_QUOTED TEXT_:
##############################

I have to solve this issue, but keeping the original way the ipc
developers have done it: I think they didn't want to take the mutex lock
for every single operation. E.g. sending a message to a given message
queue shouldn't avoid creating new message queues.In think here they have avoided refcoutning by using r_msg:
r_msg is initialzed to -EAGAIN before releasing the msq lock. if
freequeue() is called it sets r_msg to EIDRM (see expunge_all(-EIDRM)).
Setting r_msg is always done under the msq lock (expunge_all() /
pipelined_Sned()).
Since rcu_read_lock is called right after schedule, they are sure the
msq pointer is still valid when they re-lock it once a msg is present in
the receive queue.Please tell me if I'm not clear ;-)
Regards,
Nadia-
All clear!
Except... this r_msg is still unclear to me. Since it's read without
msq lock I doubt this first check after schedule() is of any value. A
comment: "Lockless receive, part 2" tells about some safety against a
race with pipeline_send() and expunge_all() when in wake_up_process(),
but how can we be sure this r_msg is not just to be changed and this
wake_up_process() is running while "while" check still sees
ERR_PTR(-EAGAIN) instead of NULL?Thanks & sorry for delay,
Jarek P.
-
OOPS!
At last I've found enough time to look at this more exactly plus the
right comment in sem.c, and it looks like it's all right and really
thought up, with all variants foreseen. So, I withdraw this problem
nr 3 too.Best regards,
Jarek P.
-
OK, but freeque() freeary() and shm_destroy() are special cases:
we have the following path:mutex_lock(ipc_ids.mutex)
...
ipc_lock(ipcp)
... do whatever cleaning is needed ...
ipc_rmid(ipcp)
ipc_unlock(ipcp)
....

##############################

_DATA LINES_:
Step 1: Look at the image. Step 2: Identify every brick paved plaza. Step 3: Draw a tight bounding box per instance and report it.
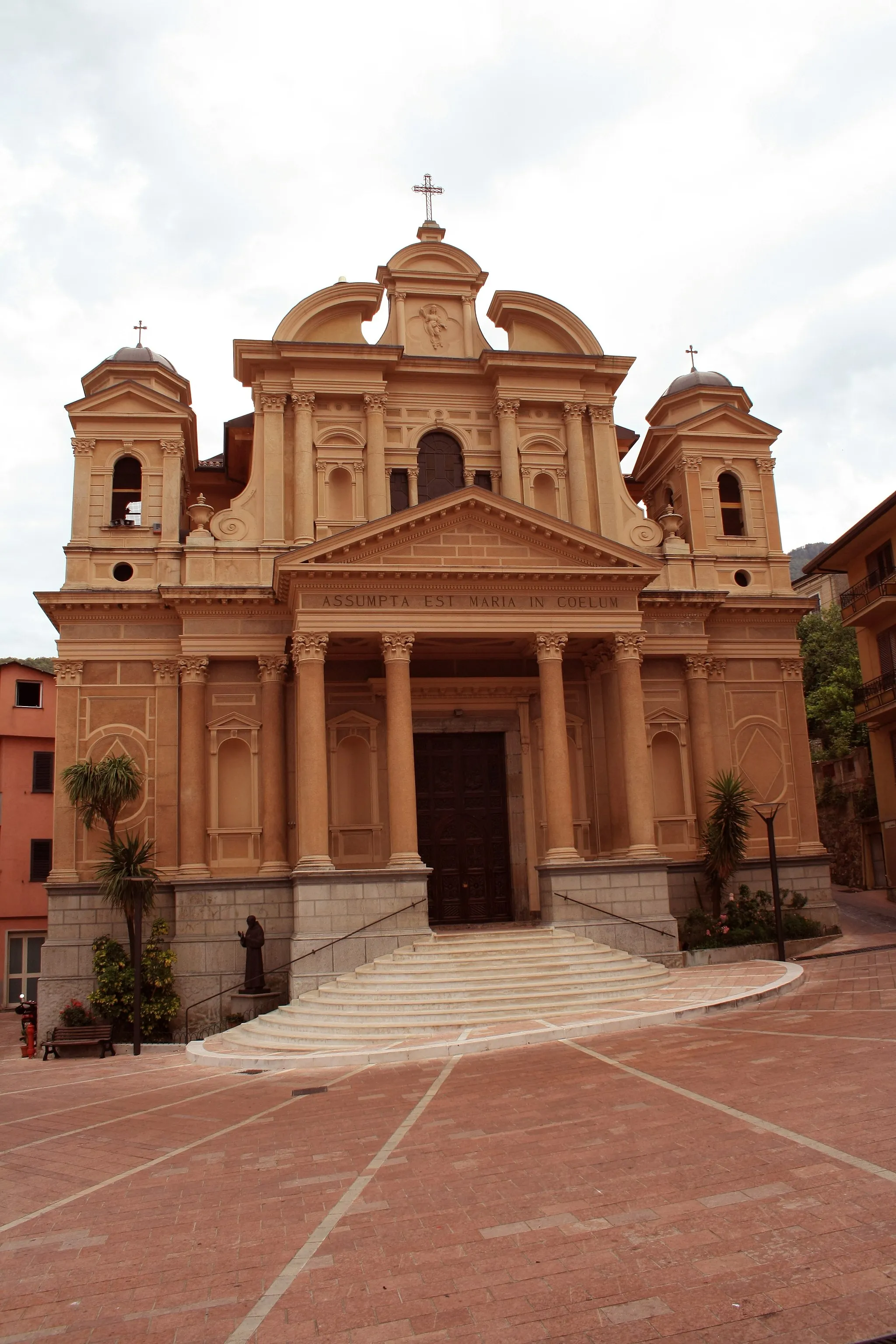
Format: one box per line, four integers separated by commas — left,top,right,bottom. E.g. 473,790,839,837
0,950,896,1344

##############################

_INSTRUCTIONS_:
**a.** In the IPC discussion, what value is r_msg initialized to before the msq lock is released?
**b.** List, in order, the calls in the lock path given in the last message of the IPC discussion.
The data comes from a separate source that has nothing to do with the IPC discussion.

_LIST OF SOLUTIONS_:
**a.** -EAGAIN

**b.** mutex_lock(ipc_ids.mutex), ipc_lock(ipcp), ipc_rmid(ipcp), ipc_unlock(ipcp)